• Stated goal:
Reproduce verbatim the material from the line containing "The pointer SHOULD return, for each instance of the human" through the line containing "[[266, 245]]", including both of those lines.

• Record list:
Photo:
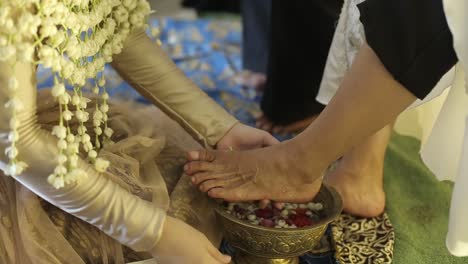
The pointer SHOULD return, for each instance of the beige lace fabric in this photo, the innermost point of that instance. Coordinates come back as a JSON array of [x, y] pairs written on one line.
[[146, 159]]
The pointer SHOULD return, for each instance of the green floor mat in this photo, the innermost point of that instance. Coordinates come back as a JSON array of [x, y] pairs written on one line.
[[418, 206]]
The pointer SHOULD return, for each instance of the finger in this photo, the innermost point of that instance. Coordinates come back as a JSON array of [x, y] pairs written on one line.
[[225, 181], [278, 129], [203, 155], [263, 204], [267, 126]]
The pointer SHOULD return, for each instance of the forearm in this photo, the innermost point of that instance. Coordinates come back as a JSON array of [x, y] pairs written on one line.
[[146, 67], [367, 100]]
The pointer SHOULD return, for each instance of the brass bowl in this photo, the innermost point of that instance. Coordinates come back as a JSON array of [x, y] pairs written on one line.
[[265, 245]]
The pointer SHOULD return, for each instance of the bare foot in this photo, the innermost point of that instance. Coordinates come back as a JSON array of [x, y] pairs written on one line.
[[275, 173], [263, 122], [359, 176]]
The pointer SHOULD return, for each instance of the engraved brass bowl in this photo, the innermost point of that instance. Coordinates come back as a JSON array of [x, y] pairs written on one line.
[[265, 245]]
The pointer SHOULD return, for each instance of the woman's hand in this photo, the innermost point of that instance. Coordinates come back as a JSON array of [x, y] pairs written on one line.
[[242, 137], [181, 243]]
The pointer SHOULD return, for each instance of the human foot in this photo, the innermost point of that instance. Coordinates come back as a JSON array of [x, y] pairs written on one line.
[[359, 176], [275, 173], [263, 122]]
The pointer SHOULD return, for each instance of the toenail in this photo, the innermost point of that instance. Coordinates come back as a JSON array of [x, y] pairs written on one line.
[[196, 155]]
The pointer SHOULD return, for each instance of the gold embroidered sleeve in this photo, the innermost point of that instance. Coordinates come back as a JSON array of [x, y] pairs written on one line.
[[146, 67]]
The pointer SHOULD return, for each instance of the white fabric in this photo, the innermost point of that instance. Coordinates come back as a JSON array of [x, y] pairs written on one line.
[[442, 116]]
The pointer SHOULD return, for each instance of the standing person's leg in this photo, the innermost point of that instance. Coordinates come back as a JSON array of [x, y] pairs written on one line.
[[292, 170], [289, 101], [359, 175]]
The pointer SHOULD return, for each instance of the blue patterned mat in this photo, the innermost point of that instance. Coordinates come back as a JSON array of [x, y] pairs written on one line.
[[209, 52]]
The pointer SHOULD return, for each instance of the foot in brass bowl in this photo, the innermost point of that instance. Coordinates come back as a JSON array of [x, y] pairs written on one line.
[[266, 245]]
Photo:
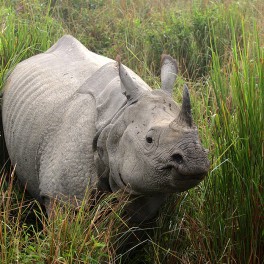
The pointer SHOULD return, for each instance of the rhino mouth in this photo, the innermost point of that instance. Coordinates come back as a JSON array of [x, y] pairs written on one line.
[[184, 177]]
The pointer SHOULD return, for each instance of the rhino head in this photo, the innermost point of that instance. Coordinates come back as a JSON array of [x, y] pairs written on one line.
[[153, 145]]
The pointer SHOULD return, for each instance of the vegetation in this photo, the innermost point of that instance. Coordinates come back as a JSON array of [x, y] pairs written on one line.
[[220, 49]]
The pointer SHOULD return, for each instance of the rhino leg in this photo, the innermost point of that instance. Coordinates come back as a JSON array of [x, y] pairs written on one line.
[[144, 208], [66, 160]]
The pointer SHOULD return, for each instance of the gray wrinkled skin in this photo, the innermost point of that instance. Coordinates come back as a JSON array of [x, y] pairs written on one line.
[[74, 119]]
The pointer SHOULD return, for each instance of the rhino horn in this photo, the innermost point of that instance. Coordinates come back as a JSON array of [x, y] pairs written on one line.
[[169, 72], [130, 87], [185, 115]]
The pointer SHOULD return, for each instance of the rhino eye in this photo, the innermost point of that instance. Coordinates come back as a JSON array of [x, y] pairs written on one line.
[[149, 139]]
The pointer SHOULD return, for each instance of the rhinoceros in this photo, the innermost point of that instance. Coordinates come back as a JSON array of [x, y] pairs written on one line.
[[74, 120]]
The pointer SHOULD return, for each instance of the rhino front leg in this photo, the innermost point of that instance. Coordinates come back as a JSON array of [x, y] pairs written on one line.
[[144, 208]]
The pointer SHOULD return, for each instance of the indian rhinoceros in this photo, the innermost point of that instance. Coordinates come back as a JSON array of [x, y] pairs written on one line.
[[74, 119]]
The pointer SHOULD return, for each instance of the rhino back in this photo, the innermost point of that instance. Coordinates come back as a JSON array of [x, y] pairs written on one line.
[[34, 91]]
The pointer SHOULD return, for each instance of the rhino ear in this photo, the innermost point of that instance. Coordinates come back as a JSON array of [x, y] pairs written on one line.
[[130, 87], [169, 72]]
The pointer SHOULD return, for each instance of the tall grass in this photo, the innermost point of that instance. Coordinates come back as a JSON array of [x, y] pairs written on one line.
[[221, 53]]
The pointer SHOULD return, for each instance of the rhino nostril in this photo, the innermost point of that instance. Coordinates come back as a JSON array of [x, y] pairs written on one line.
[[177, 158]]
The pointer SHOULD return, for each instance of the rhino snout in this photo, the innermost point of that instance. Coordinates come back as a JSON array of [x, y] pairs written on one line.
[[186, 167]]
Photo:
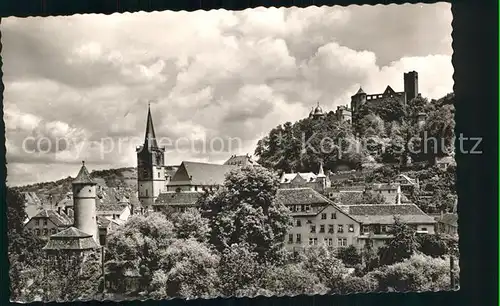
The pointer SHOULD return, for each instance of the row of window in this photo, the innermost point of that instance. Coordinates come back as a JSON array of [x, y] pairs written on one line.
[[331, 227], [37, 221], [341, 242]]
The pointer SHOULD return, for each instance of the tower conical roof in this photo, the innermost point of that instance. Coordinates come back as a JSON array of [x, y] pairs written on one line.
[[321, 172], [83, 176], [150, 137]]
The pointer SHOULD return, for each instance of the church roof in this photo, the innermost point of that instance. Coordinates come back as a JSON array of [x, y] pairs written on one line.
[[150, 137], [299, 196], [83, 176], [201, 174]]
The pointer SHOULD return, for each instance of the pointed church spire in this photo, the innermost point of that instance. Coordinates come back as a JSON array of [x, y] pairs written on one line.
[[150, 137], [321, 172]]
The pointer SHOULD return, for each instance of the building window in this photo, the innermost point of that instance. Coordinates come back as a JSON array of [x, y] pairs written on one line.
[[342, 242]]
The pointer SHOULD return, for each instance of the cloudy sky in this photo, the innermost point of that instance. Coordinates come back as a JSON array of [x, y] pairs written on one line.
[[77, 88]]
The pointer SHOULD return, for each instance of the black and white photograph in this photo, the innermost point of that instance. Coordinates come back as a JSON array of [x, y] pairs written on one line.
[[205, 154]]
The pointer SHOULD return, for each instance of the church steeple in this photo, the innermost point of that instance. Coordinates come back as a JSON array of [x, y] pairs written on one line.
[[150, 137]]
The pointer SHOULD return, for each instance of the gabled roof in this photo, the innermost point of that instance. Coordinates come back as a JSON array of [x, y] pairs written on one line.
[[54, 217], [449, 219], [299, 196], [384, 213], [71, 239], [201, 174], [83, 176], [184, 198], [360, 91], [115, 208], [385, 186], [407, 178], [389, 90]]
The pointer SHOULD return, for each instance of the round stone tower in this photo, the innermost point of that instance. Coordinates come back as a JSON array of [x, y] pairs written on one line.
[[84, 203]]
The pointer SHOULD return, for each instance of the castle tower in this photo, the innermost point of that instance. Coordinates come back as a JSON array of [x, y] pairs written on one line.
[[411, 85], [321, 177], [421, 120], [150, 167], [84, 203], [357, 100]]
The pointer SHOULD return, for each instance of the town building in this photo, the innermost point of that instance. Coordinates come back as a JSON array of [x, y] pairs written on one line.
[[391, 192], [447, 223], [408, 185], [46, 223], [376, 220], [71, 241], [241, 161], [75, 238], [318, 220], [410, 80]]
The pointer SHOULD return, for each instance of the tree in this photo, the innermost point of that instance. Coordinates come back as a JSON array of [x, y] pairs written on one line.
[[188, 269], [329, 269], [239, 269], [349, 256], [292, 279], [16, 214], [402, 245], [190, 224], [244, 211], [64, 276], [432, 245], [417, 273], [136, 246]]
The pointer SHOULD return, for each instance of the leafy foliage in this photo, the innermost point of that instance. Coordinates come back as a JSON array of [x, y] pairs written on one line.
[[417, 273], [349, 256], [402, 245], [244, 211]]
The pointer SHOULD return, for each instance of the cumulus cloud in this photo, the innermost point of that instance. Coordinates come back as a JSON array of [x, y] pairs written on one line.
[[221, 76]]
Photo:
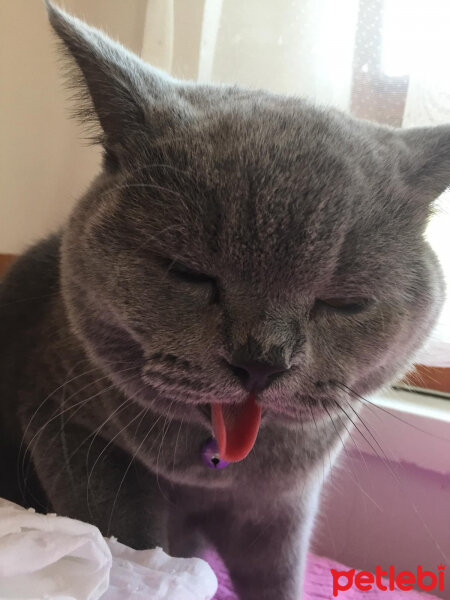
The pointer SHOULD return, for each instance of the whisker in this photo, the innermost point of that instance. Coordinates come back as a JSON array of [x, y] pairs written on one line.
[[127, 470]]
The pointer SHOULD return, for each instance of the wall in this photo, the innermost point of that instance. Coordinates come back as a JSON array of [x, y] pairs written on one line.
[[44, 165]]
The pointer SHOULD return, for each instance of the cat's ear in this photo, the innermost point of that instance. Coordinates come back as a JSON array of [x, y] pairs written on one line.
[[117, 89], [425, 162]]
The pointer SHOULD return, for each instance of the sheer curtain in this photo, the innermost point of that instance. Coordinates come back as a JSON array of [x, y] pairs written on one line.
[[383, 60]]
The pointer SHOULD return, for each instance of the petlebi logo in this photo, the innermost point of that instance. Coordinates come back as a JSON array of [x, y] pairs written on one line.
[[388, 580]]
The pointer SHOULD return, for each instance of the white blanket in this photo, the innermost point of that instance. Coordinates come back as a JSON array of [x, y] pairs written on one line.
[[56, 558]]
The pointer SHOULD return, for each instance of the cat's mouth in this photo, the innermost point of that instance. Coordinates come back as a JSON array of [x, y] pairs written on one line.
[[236, 428]]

• The result:
The pointer SHOULD return, for each instance of the human foot in this photo, the innermost point of that instance. Coordinates come back as a JSON array of [x, y] pairs written on one line.
[[359, 176], [275, 173], [263, 122]]
The pointer SHOULD return, for each instance of the toenail in this photo, the innermost point of that instance. Coordinates come back as a JSON array of [x, y] pairs written on one line.
[[196, 155]]
The pointer SHOULD return, for each instance of the gold embroidered sleeve in this photo, the innermost point of that instance. Coordinates come back as a JSON array of [x, y] pairs written on one line.
[[146, 67]]
The pointer SHOULD return, for each instance of the white fabric in this photo, the innermost point of that instance. Coordinates come back as a JSON array of [x, y] pairs written on one line.
[[442, 116]]
The pointer SHOULD return, for each instance of the standing person's leg in this photo, the innermost point of that instance. Coordinates come back as a JSON array of [x, y] pairs written on one line.
[[292, 170], [289, 101], [359, 175]]
The pointer SHOULD return, for each instance of the blue patterned mat in this photo, the innermost point of that instance. Coordinates come back as a JSON array of [x, y] pairs written on one line.
[[209, 52]]
The pointer SHOULD return, for each instance of the foot in brass bowl in this photo, the innermost point of that instance. Coordinates come back as a JSON array of [x, y] pairs written on one line.
[[266, 245]]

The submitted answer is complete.